## 文書:
━━━
吉田初三郎
吉田初三郎
(1884-1955)
吉田初三郎(よしだはつさぶろう)は、すぐれた鳥瞰図(ちょうかんず)作家として知られています。
最初に描いた鳥瞰図「京阪電車沿線名所図絵」(大正2年)が、時の皇太子殿下(昭和天皇)の目にとまり、
「これはきれいで分かりやすい、ともだちのおみやげとして持ち帰りたい」とほめられたことから、みとめられ、
たくさんの鳥瞰図を描きました。
とくに、日本全国の「鉄道旅行案内」に鳥瞰図をえがき、多くの人を知らない土地へ案内しました。
「吉田初三郎」について私共に電話が入りました。
「吉田初三郎の描いた物を読んで、是非一度訪ねてみたい。」と・・・
お恥ずかしながら、誰も存じ上げずにおりました所、有り難い事に
資料が郵送されて参りました。
━━━
## データ行:
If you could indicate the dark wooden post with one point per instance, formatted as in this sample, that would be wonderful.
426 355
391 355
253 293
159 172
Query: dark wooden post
━━━
## 取り組む課題:
a. 吉田初三郎の紹介文から、「最初に描いた鳥瞰図「京阪電車」から「知らない土地へ案内しました。」までを、両端も含めて引用してください。
b. 吉田初三郎の紹介文で「」に囲まれている語句は、すべて挙げるとどれになりますか?
c. 吉田初三郎の紹介文の最後の文に続けて、その先の文章を書いてください。
上の素材は、別の出典から取られたものです。

## 課題別の解答:
a.
最初に描いた鳥瞰図「京阪電車沿線名所図絵」(大正2年)が、時の皇太子殿下(昭和天皇)の目にとまり、
「これはきれいで分かりやすい、ともだちのおみやげとして持ち帰りたい」とほめられたことから、みとめられ、
たくさんの鳥瞰図を描きました。
とくに、日本全国の「鉄道旅行案内」に鳥瞰図をえがき、多くの人を知らない土地へ案内しました。

b.
「京阪電車沿線名所図絵」
「これはきれいで分かりやすい、ともだちのおみやげとして持ち帰りたい」
「鉄道旅行案内」
「吉田初三郎」
「吉田初三郎の描いた物を読んで、是非一度訪ねてみたい。」

c.
「東北の別天地」 吉田初三郎 の本。
P364 仙境鎌先温泉 という見出しで湯主一條の事が書かれていました。
更に同じ内容が昭和10年2月5日の河北新報の連載 吉田初三郎の
河北景藤 早春記 に掲載されていました。
興味深い内容でしたので、一部御紹介致します
世に仙境という言葉がある。人生最高の静寂な、そして清浄な、
和楽に満ちた境地であろうと想ふ。果たしてどこにそんな理想の
仙境が存在するのか初めて知った鎌先の温泉場は限りない
崇高な山中・・・山上雲霧に俗塵を断った世にも希なる仙境の姿。
暫くここに滞在して絵でもかきたい心がしたほど私は魅力づけられていた。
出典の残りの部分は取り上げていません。